• PAGE EXCERPT:
-----

The difficulty here is that the boundary between
fact and opinion is very often hotly debated. If it is
clear that facts have been inaccurately stated, they
must be corrected.
However, I should not be interpreted as encouraging
an overly philosophical approach. A robust and common
sense approach is required, particularly where the
rights of individuals are concerned. Demonstrable
errors must be corrected and in a condign manner.
Article 1(ii) of the code expressly recognises this, as
does article 2, but questions have been raised as to the
extent to which organs of the press honour this
obligation and the PCC enforces it.
Article 3 of the code, which, broadly speaking,
mirrors article 8 of the Convention, is absolutely
critical. Intrusions into a person's private life must
be justified --
LORD JUSTICE LEVESON
Let's see if we can do that for the
people who are able to see one of these screens. Can we
do article 3?
MR JAY
Just a bit higher. I think we're on 4. I think
we're on harassment. (Pause) Great.
LORD JUSTICE LEVESON
Thank you.
MR JAY
We can see from article 1, subarticle (i), the
mirroring of article 8 of the Convention, although not
word for word. Intrusions into a person's private life
must be justified, likewise must the taking of
photographs in private places; in other words, public or
private prospect where there's a reasonable expectation
of privacy. The handbook contains a useful section on
what is meant by the concept of a reasonable expectation
of privacy. Before publication, editors are required to
decide whether the person was photographed out of the
public view -- that is not visible or identifiable with
a naked eye to someone in a public place -- and whether
he or she was engaged in a private activity at the time.
Thus the taking of photographs of a famous person in
prayer at Notre Dame Cathedral was deemed by the PCC to
be a private intrusion, whereas the photography of
another famous person on the Majorcan beach in the
height of summer is not.
As we will hear the week, the PCC has taken
a different view in relation to a beach in Mauritius in
low season.
LORD JUSTICE LEVESON
That can't be the balance, whether
it's high or low season.
MR JAY
There is an issue as to whether beaches in
Mauritius are public or private places, but the evidence
in that case -- and we will hear about it -- is it was
probably a private beach because it belonged to the
hotel and the public did not have untrammelled access to
it.
LORD JUSTICE LEVESON
There are also issues about
photographing famous people simply walking along the
street.
MR JAY
Mm. The Mauritian case, to be absolutely clear,
was the eight year old child of a famous person.
LORD JUSTICE LEVESON
Yes.

-----

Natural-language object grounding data
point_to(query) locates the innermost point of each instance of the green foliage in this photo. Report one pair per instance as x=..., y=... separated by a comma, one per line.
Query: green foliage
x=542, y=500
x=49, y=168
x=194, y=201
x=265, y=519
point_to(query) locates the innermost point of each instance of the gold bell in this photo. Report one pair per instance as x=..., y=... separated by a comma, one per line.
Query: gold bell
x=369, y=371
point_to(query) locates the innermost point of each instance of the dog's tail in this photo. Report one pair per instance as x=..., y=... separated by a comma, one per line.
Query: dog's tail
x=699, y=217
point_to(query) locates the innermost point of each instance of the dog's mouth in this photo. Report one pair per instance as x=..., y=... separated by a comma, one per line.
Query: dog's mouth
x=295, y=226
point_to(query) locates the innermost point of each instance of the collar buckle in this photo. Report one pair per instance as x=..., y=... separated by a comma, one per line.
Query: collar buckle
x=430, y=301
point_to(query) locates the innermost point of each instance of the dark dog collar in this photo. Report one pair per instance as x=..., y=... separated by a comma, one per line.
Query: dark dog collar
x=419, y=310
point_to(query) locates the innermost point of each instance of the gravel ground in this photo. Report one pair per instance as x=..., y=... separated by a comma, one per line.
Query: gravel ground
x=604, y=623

-----

• WHAT IS EXPECTED:
Answer these questions about the transcript excerpt above, one per line:
1. In what manner must demonstrable errors be corrected?
2. At which cathedral was a famous person photographed in prayer, which the PCC deemed a private intrusion?
3. What two reasons are given for the Mauritius beach probably being private?

• ANSWER SPACE:
1. In a condign manner.
2. Notre Dame Cathedral.
3. It belonged to the hotel, and the public did not have untrammelled access to it.